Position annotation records
======

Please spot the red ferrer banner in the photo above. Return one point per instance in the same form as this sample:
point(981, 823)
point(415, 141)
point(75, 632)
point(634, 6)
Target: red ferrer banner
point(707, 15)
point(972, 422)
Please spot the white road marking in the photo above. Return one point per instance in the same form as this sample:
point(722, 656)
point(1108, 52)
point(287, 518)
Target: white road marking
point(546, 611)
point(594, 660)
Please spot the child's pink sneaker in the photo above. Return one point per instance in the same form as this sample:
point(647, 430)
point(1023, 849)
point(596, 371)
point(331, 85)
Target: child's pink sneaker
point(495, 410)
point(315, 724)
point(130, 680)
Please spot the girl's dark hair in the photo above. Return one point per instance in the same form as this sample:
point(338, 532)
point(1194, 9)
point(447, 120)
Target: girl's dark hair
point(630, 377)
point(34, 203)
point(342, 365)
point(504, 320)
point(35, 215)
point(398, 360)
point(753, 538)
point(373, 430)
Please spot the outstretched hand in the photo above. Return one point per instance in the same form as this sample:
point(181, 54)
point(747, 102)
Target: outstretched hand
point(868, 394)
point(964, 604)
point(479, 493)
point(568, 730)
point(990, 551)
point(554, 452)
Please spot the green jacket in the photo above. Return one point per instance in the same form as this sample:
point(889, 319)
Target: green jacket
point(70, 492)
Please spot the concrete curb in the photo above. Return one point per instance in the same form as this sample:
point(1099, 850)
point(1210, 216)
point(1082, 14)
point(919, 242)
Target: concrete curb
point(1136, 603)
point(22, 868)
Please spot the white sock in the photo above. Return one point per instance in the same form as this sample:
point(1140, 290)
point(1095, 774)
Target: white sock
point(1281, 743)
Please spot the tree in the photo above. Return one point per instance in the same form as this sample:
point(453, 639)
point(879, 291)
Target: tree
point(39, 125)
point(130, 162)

======

◆ **STATED EXERCISE**:
Format the lines of the records as a Markdown table, from the line containing "Please spot the girl's" through the end of the records, including both ends. Use columns No. and Line, numbering each line and leaving out any blank lines.

◆ **THE OUTPUT**:
| No. | Line |
|---|---|
| 1 | Please spot the girl's dark hair in the photo above. Return one point per instance in the same form as this sample: |
| 2 | point(338, 532) |
| 3 | point(1194, 9) |
| 4 | point(447, 120) |
| 5 | Target: girl's dark hair |
| 6 | point(630, 377) |
| 7 | point(34, 203) |
| 8 | point(342, 365) |
| 9 | point(504, 320) |
| 10 | point(35, 215) |
| 11 | point(398, 360) |
| 12 | point(753, 538) |
| 13 | point(373, 430) |
| 14 | Please spot the outstretched hand in the photo above. Return one point per instance in the same form as this sample: |
| 15 | point(181, 54) |
| 16 | point(747, 102) |
| 17 | Target: outstretched hand |
| 18 | point(868, 394) |
| 19 | point(964, 604) |
| 20 | point(479, 493) |
| 21 | point(568, 730) |
| 22 | point(990, 551) |
| 23 | point(554, 452) |
| 24 | Please spot the green jacket in the photo above. Return one point per instance in the same form as this sample: |
| 25 | point(889, 319) |
| 26 | Target: green jacket |
| 27 | point(70, 492) |
| 28 | Please spot the concrete curb in the photo above. Return one point per instance in the same form as this sample: |
| 29 | point(1099, 850) |
| 30 | point(1210, 216) |
| 31 | point(1082, 14) |
| 32 | point(919, 242) |
| 33 | Target: concrete curb |
| 34 | point(1136, 603) |
| 35 | point(22, 868) |
| 36 | Please spot the white sock in the photo above. Return one point per instance in the same form as this sample: |
| 37 | point(1140, 290) |
| 38 | point(1095, 774) |
| 39 | Target: white sock |
| 40 | point(1281, 743) |
| 41 | Please spot the tree in the photo above. Return one point per instance in the same form as this sample: |
| 42 | point(453, 639) |
| 43 | point(879, 291) |
| 44 | Target: tree |
| 45 | point(39, 125) |
| 46 | point(130, 162) |